▶ _WHAT TO PRODUCE_
Keep the images out and copy every entry below exactly.

▶ _EXERCISE DATA_
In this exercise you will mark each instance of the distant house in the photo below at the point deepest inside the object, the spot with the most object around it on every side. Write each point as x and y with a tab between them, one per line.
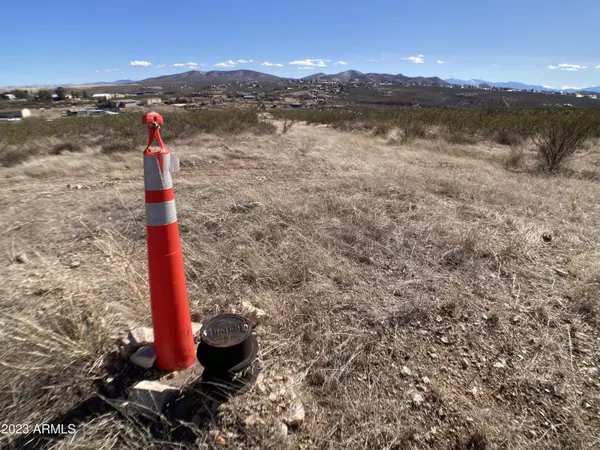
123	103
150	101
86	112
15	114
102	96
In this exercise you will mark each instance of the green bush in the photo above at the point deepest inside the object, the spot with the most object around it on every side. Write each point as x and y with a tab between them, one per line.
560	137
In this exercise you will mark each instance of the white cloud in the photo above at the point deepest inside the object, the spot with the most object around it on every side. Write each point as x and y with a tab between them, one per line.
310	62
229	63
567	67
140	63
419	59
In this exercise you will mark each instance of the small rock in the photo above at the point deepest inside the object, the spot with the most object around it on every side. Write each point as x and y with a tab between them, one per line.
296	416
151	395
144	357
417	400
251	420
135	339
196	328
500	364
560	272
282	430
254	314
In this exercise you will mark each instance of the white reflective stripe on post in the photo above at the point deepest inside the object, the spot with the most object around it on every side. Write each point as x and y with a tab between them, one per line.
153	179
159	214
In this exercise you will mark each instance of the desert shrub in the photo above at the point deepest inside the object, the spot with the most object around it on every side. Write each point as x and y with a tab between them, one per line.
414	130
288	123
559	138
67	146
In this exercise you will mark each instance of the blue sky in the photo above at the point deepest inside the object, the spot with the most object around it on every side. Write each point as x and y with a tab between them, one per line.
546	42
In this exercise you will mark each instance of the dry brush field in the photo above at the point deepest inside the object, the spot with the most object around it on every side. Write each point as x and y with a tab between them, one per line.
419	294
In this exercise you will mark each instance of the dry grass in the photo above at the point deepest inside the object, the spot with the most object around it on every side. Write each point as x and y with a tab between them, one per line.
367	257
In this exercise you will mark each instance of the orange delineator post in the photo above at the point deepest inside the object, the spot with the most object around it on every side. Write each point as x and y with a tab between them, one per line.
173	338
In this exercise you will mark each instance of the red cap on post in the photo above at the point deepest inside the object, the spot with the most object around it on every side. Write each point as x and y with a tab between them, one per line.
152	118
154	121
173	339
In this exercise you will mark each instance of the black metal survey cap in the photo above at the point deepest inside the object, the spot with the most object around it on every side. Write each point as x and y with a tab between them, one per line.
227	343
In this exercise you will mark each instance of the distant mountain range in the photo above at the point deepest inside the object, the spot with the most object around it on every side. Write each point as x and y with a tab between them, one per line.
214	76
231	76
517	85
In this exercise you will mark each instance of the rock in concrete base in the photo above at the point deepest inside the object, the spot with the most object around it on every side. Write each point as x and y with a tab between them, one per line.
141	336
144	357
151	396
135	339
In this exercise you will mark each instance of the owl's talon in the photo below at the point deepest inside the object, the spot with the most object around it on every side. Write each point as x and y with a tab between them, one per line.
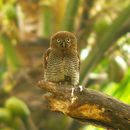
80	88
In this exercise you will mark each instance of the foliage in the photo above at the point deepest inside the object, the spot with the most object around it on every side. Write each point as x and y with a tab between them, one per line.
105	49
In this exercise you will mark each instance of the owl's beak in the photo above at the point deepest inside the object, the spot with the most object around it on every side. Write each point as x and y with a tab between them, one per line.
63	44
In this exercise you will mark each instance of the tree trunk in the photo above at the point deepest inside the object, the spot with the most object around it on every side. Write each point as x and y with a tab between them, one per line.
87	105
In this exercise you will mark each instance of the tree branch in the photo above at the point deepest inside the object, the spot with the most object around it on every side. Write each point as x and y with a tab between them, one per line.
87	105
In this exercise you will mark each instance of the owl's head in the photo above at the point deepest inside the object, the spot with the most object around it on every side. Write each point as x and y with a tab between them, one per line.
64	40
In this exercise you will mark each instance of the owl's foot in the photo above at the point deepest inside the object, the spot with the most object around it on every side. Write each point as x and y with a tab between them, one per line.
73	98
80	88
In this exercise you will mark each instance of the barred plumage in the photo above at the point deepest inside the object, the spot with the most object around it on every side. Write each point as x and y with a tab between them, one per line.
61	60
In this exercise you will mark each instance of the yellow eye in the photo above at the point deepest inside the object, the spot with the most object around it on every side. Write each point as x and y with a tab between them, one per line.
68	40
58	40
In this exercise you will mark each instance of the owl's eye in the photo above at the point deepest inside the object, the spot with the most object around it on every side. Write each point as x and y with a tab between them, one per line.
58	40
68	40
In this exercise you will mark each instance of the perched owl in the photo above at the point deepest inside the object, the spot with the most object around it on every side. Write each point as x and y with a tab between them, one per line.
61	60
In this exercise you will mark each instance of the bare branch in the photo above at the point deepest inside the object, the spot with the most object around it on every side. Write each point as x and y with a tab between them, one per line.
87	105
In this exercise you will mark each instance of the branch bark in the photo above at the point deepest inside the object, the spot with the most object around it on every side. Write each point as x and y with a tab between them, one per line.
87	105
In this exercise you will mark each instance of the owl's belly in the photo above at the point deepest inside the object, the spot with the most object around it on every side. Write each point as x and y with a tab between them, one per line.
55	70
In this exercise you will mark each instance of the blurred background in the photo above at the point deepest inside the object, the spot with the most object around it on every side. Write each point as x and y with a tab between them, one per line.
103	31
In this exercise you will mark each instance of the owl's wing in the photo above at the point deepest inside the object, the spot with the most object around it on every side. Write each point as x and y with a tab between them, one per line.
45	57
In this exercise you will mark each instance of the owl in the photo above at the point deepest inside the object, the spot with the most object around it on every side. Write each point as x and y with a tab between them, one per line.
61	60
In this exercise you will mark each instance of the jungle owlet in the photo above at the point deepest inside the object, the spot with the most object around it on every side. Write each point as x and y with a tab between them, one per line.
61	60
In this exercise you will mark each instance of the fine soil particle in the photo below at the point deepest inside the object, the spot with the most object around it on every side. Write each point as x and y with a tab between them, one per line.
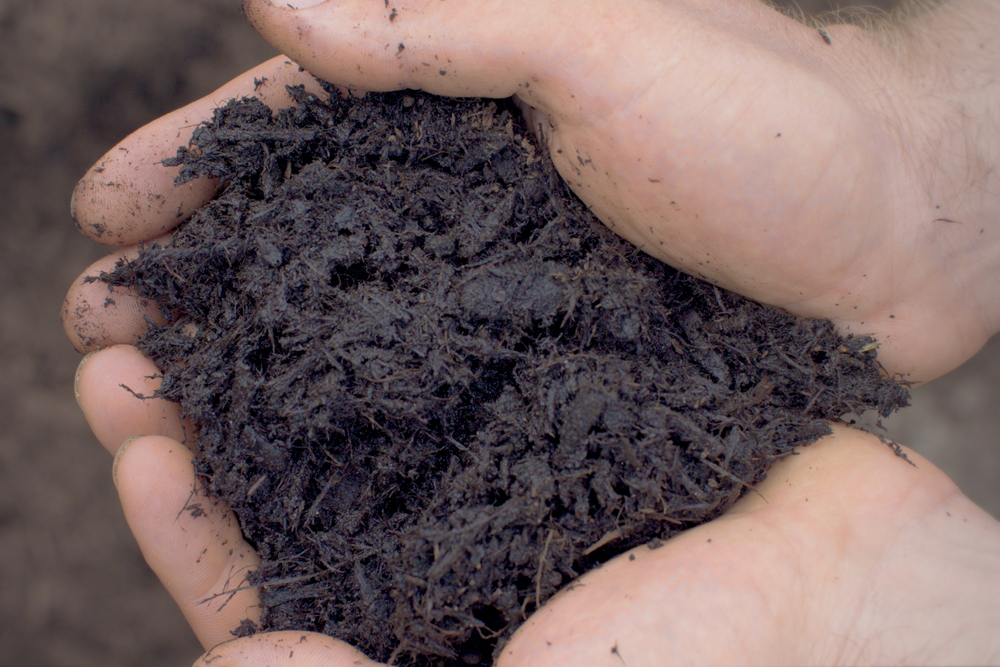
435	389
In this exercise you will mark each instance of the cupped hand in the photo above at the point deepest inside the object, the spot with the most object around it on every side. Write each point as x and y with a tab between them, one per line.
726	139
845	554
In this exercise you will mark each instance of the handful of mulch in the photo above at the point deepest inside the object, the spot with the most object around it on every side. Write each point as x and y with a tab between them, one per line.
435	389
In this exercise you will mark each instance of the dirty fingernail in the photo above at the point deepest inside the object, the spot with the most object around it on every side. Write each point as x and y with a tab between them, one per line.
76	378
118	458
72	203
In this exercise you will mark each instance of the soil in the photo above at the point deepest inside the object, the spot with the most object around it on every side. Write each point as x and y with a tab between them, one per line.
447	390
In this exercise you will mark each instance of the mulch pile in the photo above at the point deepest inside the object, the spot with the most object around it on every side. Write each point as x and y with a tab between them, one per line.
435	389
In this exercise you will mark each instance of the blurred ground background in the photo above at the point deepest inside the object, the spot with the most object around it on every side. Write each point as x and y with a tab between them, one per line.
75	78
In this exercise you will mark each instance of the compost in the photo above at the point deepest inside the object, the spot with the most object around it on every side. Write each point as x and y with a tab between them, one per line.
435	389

▶ _SOLUTION_
In this exercise you will mark each instance of the distant house in the photo below at the point deepest inside the object, the spot with the most object around it on every side. Write each point as x and y with a tab between them, one per line.
123	103
150	101
86	112
15	114
102	96
In this exercise you will mark each instance of the green bush in the photo above at the point deepest inside the object, the spot with the most object around it on every side. Write each point as x and y with a tab between them, one per line.
560	137
In this exercise you will mark each instance of the white cloud in the photo above at the point deepest inside the object, the spot with the most object around it on every side. Write each point as x and y with a tab between them, one per line.
310	62
229	63
567	67
140	63
419	59
In this exercise you will mark each instance of the small rock in the photo above at the point deepest inside the object, the spot with the most object around it on every side. Write each point as x and y with a tab between them, one per line.
296	416
151	395
144	357
417	400
251	420
135	339
196	328
500	364
560	272
282	430
254	314
In this exercise you will mark each instance of the white reflective stripe on post in the photo above at the point deepest inside the object, the spot with the most object around it on every side. Write each point as x and y with a tab between them, one per line.
153	179
159	214
In this exercise you will mark each instance of the desert shrub in the photo above at the point deepest inside the object, the spot with the most object around it on every side. Write each point as x and y with a tab between them, one per line.
414	130
288	123
559	138
67	146
In this exercise you will mark each instance of the blue sky in the photo above at the point deepest inside the object, the spot with the most object around it on every side. Write each point as x and y with a tab between them, one per line.
546	42
In this exercise you will mark each instance of the dry brush field in the photo above at the point deepest inside the object, the spot with the most object around it on every side. Write each point as x and y with a tab between them, one per line.
419	294
In this exercise you will mark each instance of the dry grass in the photo above at the point deepest inside the object, the spot with the most object around it on every side. Write each point as x and y with a tab between them, one per line.
367	257
In this exercise you will mark each instance of the orange delineator post in the photo above at the point deepest inside the object, the spot with the most object around it on every side. Write each point as x and y with a tab between them, one per line.
173	338
In this exercise you will mark each instance of the red cap on post in the photo above at the point deepest inside the object, the spot with the most object around it on every side. Write each point as x and y with a tab between them, one per line.
152	118
154	121
173	339
In this exercise you will mark each instance of the black metal survey cap in the photo above at the point deepest inside the object, the spot with the most object around it on every side. Write each point as x and y with a tab between them, one per line.
227	343
In this exercise you will mark each instance of the distant mountain range in the photo above at the point deepest inside the object, the spot with the most object around it on every side. Write each point as x and y with a tab between them, one per line.
214	76
231	76
517	85
In this exercise you will mark each instance of the rock in concrete base in the photo above at the point deepest inside the object, the spot with the most object around it on every side. Write each point as x and y with a tab between them, one per line.
141	336
144	357
151	396
135	339
In this exercise you will mark each instance of the owl's talon in the photo below at the point deepest inside the object, the spot with the most object around it on every side. Write each point as x and y with a tab between them, one per line.
80	88
In this exercise you will mark each instance of the foliage in the photo above at the point deepest inside the object, the spot with the most object around it on every side. Write each point as x and y with a tab between them, one per line.
105	49
In this exercise you will mark each instance of the owl's beak in the photo above at the point deepest inside the object, the spot with the most object around it on every side. Write each point as x and y with a tab between them, one per line.
63	44
In this exercise you will mark each instance of the tree trunk in the photo above at the point deepest inside the object, the spot with the most object around it on every side. Write each point as x and y with a tab between them, one per line.
87	105
In this exercise you will mark each instance of the tree branch in the photo above at the point deepest inside the object, the spot with the most object around it on every side. Write each point as x and y with a tab between them, one per line.
87	105
In this exercise you will mark each instance of the owl's head in the photo above at the point deepest inside the object, the spot with the most object around it on every side. Write each point as x and y with a tab between them, one per line.
64	40
In this exercise you will mark each instance of the owl's foot in the photo above at the point deepest inside the object, the spot with the most object around it on every side. Write each point as x and y with a tab between them, one per line.
73	98
80	88
In this exercise you will mark each instance of the barred plumage in the photo above at the point deepest inside the object, the spot with the most object around it on every side. Write each point as x and y with a tab between them, one per line.
61	60
In this exercise you will mark each instance of the yellow eye in the photo above at the point deepest inside the object, the spot with the most object around it on every side. Write each point as x and y with a tab between them, one per line.
68	40
58	40
In this exercise you will mark each instance of the owl's eye in the photo above at the point deepest inside the object, the spot with the most object around it on every side. Write each point as x and y with a tab between them, one per line.
58	40
68	40
In this exercise you will mark each instance of the perched owl in the photo above at the point deepest inside the object, the spot with the most object around it on every side. Write each point as x and y with a tab between them, one per line.
61	60
In this exercise you will mark each instance of the bare branch in the photo above at the point deepest inside the object, the spot with the most object around it on every side. Write each point as x and y with a tab between them, one per line.
87	105
In this exercise you will mark each instance of the branch bark in the photo above at the point deepest inside the object, the spot with the most object around it on every side. Write each point as x and y with a tab between them, one per line.
87	105
In this exercise you will mark each instance of the owl's belly in the photo above at the point deepest inside the object, the spot with the most object around it on every side. Write each point as x and y with a tab between them, one per line.
55	70
In this exercise you will mark each instance of the blurred background in the photo above at the point deepest inside the object, the spot with the most object around it on every side. Write each point as x and y with a tab between them, one per line.
103	31
In this exercise you will mark each instance of the owl's wing in the photo above at the point deepest inside the object, the spot with the most object around it on every side. Write each point as x and y with a tab between them, one per line.
45	57
In this exercise you will mark each instance of the owl in the photo above at the point deepest inside the object, the spot with the most object around it on every side. Write each point as x and y with a tab between them, one per line.
61	60
In this exercise you will mark each instance of the jungle owlet in the photo above at the point deepest inside the object, the spot with the most object around it on every side. Write each point as x and y with a tab between them, one per line.
61	60
In this exercise you will mark each instance of the fine soil particle in the photo below at the point deepest inside the object, the spot with the most object around it on every side. Write each point as x and y with a tab between them, one per line.
435	389
In this exercise you will mark each instance of the cupped hand in the photo above at the point deepest inside the object, the spot with the most object around it on every side. Write each point as x and y with a tab between them, one per line.
726	139
845	554
In this exercise you will mark each instance of the handful of mulch in the photo above at the point deepest inside the object, the spot with the most object around it on every side. Write each point as x and y with a tab between them, one per line.
435	389
In this exercise you will mark each instance of the dirty fingernail in the photo above at the point deepest inside the object, the spot with the most object around it on every side. Write each point as x and y with a tab between them, one per line.
76	378
118	458
72	203
In this exercise you will mark each instance of the soil in the photo above at the point deepest inside the object, the spot with the most object around it on every side. Write each point as x and y with a tab between them, one per line.
447	390
In this exercise you will mark each instance of the mulch pile in the photo above at the point deepest inside the object, the spot with the most object around it on every side. Write each point as x and y with a tab between them, one per line.
435	389
In this exercise you will mark each instance of the blurred ground background in the photo above at the point deepest inside the object, the spot with the most object around it on every side. Write each point as x and y with a tab between them, one per line.
75	78
In this exercise you will mark each instance of the compost in the photo above at the point deepest inside the object, the spot with the most object around it on every side. Write each point as x and y with a tab between them, one per line.
435	389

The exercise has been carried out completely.